- [Problem details] Report how many lines in the data below contain the string "dirt". Give only the number.
=== Input material ===
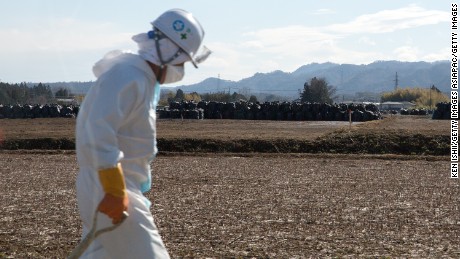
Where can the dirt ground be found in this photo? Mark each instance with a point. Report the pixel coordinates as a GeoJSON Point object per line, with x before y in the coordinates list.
{"type": "Point", "coordinates": [248, 205]}
{"type": "Point", "coordinates": [231, 129]}
{"type": "Point", "coordinates": [218, 206]}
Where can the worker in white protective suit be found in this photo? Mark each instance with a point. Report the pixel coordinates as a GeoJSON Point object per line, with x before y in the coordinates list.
{"type": "Point", "coordinates": [116, 136]}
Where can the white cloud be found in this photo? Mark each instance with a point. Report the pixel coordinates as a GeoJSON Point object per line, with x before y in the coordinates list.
{"type": "Point", "coordinates": [407, 53]}
{"type": "Point", "coordinates": [367, 41]}
{"type": "Point", "coordinates": [62, 35]}
{"type": "Point", "coordinates": [391, 20]}
{"type": "Point", "coordinates": [323, 12]}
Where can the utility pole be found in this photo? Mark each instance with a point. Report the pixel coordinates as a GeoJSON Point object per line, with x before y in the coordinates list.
{"type": "Point", "coordinates": [218, 82]}
{"type": "Point", "coordinates": [396, 81]}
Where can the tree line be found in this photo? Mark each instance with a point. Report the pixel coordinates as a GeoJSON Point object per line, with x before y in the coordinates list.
{"type": "Point", "coordinates": [315, 90]}
{"type": "Point", "coordinates": [21, 93]}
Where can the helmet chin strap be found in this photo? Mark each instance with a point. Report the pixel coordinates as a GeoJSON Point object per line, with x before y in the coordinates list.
{"type": "Point", "coordinates": [157, 35]}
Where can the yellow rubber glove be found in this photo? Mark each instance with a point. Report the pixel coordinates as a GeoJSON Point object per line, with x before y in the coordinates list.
{"type": "Point", "coordinates": [115, 200]}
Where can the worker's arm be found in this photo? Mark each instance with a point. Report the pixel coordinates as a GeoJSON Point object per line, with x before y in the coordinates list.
{"type": "Point", "coordinates": [115, 200]}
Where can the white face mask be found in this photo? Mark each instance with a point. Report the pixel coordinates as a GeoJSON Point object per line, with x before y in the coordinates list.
{"type": "Point", "coordinates": [173, 74]}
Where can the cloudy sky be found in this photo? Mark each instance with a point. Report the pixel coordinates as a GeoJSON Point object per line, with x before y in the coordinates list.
{"type": "Point", "coordinates": [55, 40]}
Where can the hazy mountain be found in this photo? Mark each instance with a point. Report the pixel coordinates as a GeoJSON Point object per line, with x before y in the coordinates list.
{"type": "Point", "coordinates": [349, 79]}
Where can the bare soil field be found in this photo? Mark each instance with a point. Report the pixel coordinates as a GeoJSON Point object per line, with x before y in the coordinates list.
{"type": "Point", "coordinates": [406, 135]}
{"type": "Point", "coordinates": [261, 206]}
{"type": "Point", "coordinates": [253, 204]}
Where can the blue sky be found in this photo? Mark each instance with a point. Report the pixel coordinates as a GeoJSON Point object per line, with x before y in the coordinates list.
{"type": "Point", "coordinates": [56, 40]}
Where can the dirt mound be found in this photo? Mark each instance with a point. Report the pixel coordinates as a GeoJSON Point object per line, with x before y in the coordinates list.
{"type": "Point", "coordinates": [406, 135]}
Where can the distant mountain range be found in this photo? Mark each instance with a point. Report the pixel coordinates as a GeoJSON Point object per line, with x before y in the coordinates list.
{"type": "Point", "coordinates": [377, 77]}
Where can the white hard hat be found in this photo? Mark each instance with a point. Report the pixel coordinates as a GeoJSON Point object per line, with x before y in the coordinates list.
{"type": "Point", "coordinates": [182, 28]}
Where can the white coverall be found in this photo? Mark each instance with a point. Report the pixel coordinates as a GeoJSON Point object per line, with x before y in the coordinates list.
{"type": "Point", "coordinates": [116, 123]}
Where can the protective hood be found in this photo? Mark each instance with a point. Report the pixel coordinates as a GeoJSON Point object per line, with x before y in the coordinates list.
{"type": "Point", "coordinates": [116, 57]}
{"type": "Point", "coordinates": [148, 51]}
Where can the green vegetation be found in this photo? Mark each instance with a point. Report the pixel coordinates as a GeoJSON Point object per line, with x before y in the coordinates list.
{"type": "Point", "coordinates": [421, 97]}
{"type": "Point", "coordinates": [21, 93]}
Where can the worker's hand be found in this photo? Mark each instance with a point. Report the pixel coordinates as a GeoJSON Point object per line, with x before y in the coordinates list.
{"type": "Point", "coordinates": [114, 207]}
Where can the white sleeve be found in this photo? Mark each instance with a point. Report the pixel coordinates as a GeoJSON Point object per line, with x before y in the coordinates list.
{"type": "Point", "coordinates": [108, 109]}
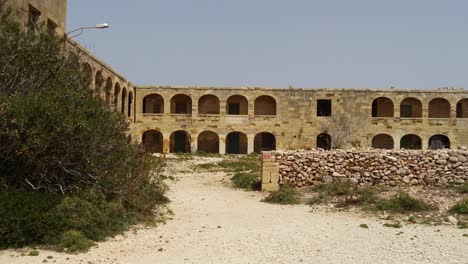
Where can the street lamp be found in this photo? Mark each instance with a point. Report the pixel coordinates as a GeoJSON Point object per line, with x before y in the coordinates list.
{"type": "Point", "coordinates": [98, 26]}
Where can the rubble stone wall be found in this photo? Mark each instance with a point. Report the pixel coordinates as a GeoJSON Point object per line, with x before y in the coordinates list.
{"type": "Point", "coordinates": [372, 167]}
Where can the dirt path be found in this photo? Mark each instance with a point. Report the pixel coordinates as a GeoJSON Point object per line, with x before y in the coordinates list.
{"type": "Point", "coordinates": [215, 224]}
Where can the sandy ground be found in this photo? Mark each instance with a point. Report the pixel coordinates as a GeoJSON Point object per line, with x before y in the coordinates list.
{"type": "Point", "coordinates": [216, 224]}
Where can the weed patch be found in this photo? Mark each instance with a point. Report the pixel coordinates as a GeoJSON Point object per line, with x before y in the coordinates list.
{"type": "Point", "coordinates": [247, 181]}
{"type": "Point", "coordinates": [402, 203]}
{"type": "Point", "coordinates": [460, 208]}
{"type": "Point", "coordinates": [285, 195]}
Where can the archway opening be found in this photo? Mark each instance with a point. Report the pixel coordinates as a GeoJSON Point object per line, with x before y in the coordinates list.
{"type": "Point", "coordinates": [116, 95]}
{"type": "Point", "coordinates": [264, 142]}
{"type": "Point", "coordinates": [208, 105]}
{"type": "Point", "coordinates": [237, 105]}
{"type": "Point", "coordinates": [411, 142]}
{"type": "Point", "coordinates": [462, 108]}
{"type": "Point", "coordinates": [265, 105]}
{"type": "Point", "coordinates": [88, 74]}
{"type": "Point", "coordinates": [439, 108]}
{"type": "Point", "coordinates": [98, 83]}
{"type": "Point", "coordinates": [383, 141]}
{"type": "Point", "coordinates": [324, 141]}
{"type": "Point", "coordinates": [181, 104]}
{"type": "Point", "coordinates": [154, 104]}
{"type": "Point", "coordinates": [236, 143]}
{"type": "Point", "coordinates": [439, 142]}
{"type": "Point", "coordinates": [180, 142]}
{"type": "Point", "coordinates": [130, 104]}
{"type": "Point", "coordinates": [411, 108]}
{"type": "Point", "coordinates": [208, 142]}
{"type": "Point", "coordinates": [153, 141]}
{"type": "Point", "coordinates": [124, 100]}
{"type": "Point", "coordinates": [382, 107]}
{"type": "Point", "coordinates": [108, 90]}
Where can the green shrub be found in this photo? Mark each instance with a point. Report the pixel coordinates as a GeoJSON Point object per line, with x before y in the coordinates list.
{"type": "Point", "coordinates": [460, 208]}
{"type": "Point", "coordinates": [65, 163]}
{"type": "Point", "coordinates": [285, 195]}
{"type": "Point", "coordinates": [34, 253]}
{"type": "Point", "coordinates": [250, 163]}
{"type": "Point", "coordinates": [350, 193]}
{"type": "Point", "coordinates": [463, 188]}
{"type": "Point", "coordinates": [463, 225]}
{"type": "Point", "coordinates": [395, 225]}
{"type": "Point", "coordinates": [26, 218]}
{"type": "Point", "coordinates": [402, 203]}
{"type": "Point", "coordinates": [247, 181]}
{"type": "Point", "coordinates": [73, 242]}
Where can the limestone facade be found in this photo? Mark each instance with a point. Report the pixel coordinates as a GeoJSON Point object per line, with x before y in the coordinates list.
{"type": "Point", "coordinates": [252, 119]}
{"type": "Point", "coordinates": [289, 118]}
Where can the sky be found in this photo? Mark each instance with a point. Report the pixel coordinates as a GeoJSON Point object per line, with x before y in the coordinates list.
{"type": "Point", "coordinates": [419, 44]}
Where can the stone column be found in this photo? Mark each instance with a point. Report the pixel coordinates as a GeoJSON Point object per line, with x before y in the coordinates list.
{"type": "Point", "coordinates": [166, 143]}
{"type": "Point", "coordinates": [270, 172]}
{"type": "Point", "coordinates": [250, 143]}
{"type": "Point", "coordinates": [222, 144]}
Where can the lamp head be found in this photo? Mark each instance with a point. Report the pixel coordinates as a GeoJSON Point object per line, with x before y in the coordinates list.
{"type": "Point", "coordinates": [103, 25]}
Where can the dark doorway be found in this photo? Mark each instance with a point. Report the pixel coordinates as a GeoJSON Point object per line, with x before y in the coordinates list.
{"type": "Point", "coordinates": [264, 142]}
{"type": "Point", "coordinates": [410, 142]}
{"type": "Point", "coordinates": [180, 142]}
{"type": "Point", "coordinates": [324, 141]}
{"type": "Point", "coordinates": [439, 142]}
{"type": "Point", "coordinates": [324, 108]}
{"type": "Point", "coordinates": [236, 143]}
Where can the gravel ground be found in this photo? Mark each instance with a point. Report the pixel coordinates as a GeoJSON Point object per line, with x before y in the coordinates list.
{"type": "Point", "coordinates": [216, 224]}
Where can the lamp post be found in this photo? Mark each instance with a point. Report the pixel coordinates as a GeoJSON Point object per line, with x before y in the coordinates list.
{"type": "Point", "coordinates": [98, 26]}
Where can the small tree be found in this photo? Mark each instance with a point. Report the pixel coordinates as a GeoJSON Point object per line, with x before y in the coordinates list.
{"type": "Point", "coordinates": [342, 130]}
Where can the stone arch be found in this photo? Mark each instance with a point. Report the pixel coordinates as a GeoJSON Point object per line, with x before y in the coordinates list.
{"type": "Point", "coordinates": [154, 104]}
{"type": "Point", "coordinates": [236, 143]}
{"type": "Point", "coordinates": [98, 83]}
{"type": "Point", "coordinates": [237, 105]}
{"type": "Point", "coordinates": [181, 104]}
{"type": "Point", "coordinates": [324, 141]}
{"type": "Point", "coordinates": [462, 108]}
{"type": "Point", "coordinates": [411, 108]}
{"type": "Point", "coordinates": [124, 100]}
{"type": "Point", "coordinates": [208, 105]}
{"type": "Point", "coordinates": [208, 142]}
{"type": "Point", "coordinates": [265, 105]}
{"type": "Point", "coordinates": [130, 104]}
{"type": "Point", "coordinates": [153, 141]}
{"type": "Point", "coordinates": [439, 142]}
{"type": "Point", "coordinates": [410, 141]}
{"type": "Point", "coordinates": [108, 90]}
{"type": "Point", "coordinates": [383, 141]}
{"type": "Point", "coordinates": [264, 141]}
{"type": "Point", "coordinates": [439, 108]}
{"type": "Point", "coordinates": [88, 74]}
{"type": "Point", "coordinates": [116, 95]}
{"type": "Point", "coordinates": [383, 107]}
{"type": "Point", "coordinates": [180, 142]}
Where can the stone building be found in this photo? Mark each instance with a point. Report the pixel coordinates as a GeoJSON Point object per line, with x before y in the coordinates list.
{"type": "Point", "coordinates": [250, 119]}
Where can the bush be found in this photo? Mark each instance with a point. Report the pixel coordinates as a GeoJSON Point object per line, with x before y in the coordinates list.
{"type": "Point", "coordinates": [285, 195]}
{"type": "Point", "coordinates": [402, 203]}
{"type": "Point", "coordinates": [460, 207]}
{"type": "Point", "coordinates": [73, 242]}
{"type": "Point", "coordinates": [463, 188]}
{"type": "Point", "coordinates": [26, 218]}
{"type": "Point", "coordinates": [247, 181]}
{"type": "Point", "coordinates": [65, 163]}
{"type": "Point", "coordinates": [351, 193]}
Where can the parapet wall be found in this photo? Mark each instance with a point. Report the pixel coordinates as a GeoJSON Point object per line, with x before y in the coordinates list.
{"type": "Point", "coordinates": [365, 167]}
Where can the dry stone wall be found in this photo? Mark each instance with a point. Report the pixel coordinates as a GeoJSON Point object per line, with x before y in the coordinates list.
{"type": "Point", "coordinates": [373, 167]}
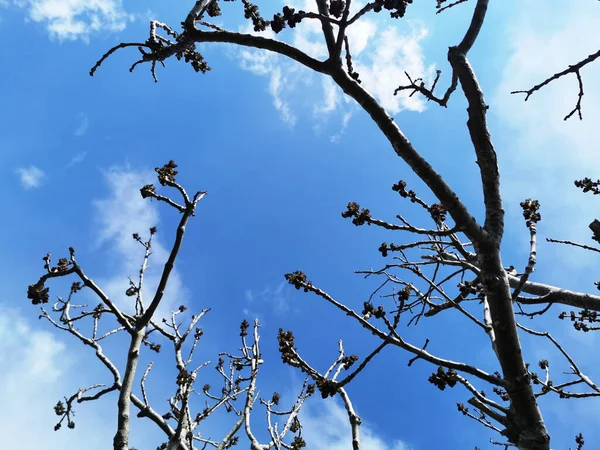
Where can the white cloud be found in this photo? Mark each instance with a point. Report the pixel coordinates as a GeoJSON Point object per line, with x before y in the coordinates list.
{"type": "Point", "coordinates": [544, 153]}
{"type": "Point", "coordinates": [389, 54]}
{"type": "Point", "coordinates": [34, 366]}
{"type": "Point", "coordinates": [273, 299]}
{"type": "Point", "coordinates": [380, 55]}
{"type": "Point", "coordinates": [117, 217]}
{"type": "Point", "coordinates": [76, 19]}
{"type": "Point", "coordinates": [79, 157]}
{"type": "Point", "coordinates": [31, 177]}
{"type": "Point", "coordinates": [326, 427]}
{"type": "Point", "coordinates": [83, 126]}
===
- [Exercise response] 3